## DO THIS
Copy out every line of the entries below verbatim, omitting the pictures from your answer.

## ENTRIES PROVIDED
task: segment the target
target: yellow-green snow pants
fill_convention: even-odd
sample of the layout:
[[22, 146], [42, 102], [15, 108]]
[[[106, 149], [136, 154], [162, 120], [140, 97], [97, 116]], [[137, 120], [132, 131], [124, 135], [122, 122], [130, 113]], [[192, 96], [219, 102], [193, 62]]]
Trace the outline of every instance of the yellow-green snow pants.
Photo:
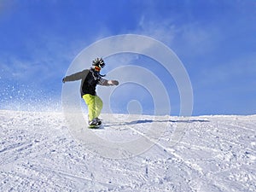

## THE SOLUTION
task: segment the target
target: yellow-green snow pants
fill_convention: even-odd
sample of the layout:
[[22, 146], [42, 102], [15, 108]]
[[[106, 149], [136, 154], [162, 120], [140, 97], [97, 116]], [[137, 120], [132, 131], [124, 135], [122, 122], [130, 113]], [[192, 96], [219, 102], [193, 62]]]
Trace the outline of every instance of the yellow-green snow pants.
Photo:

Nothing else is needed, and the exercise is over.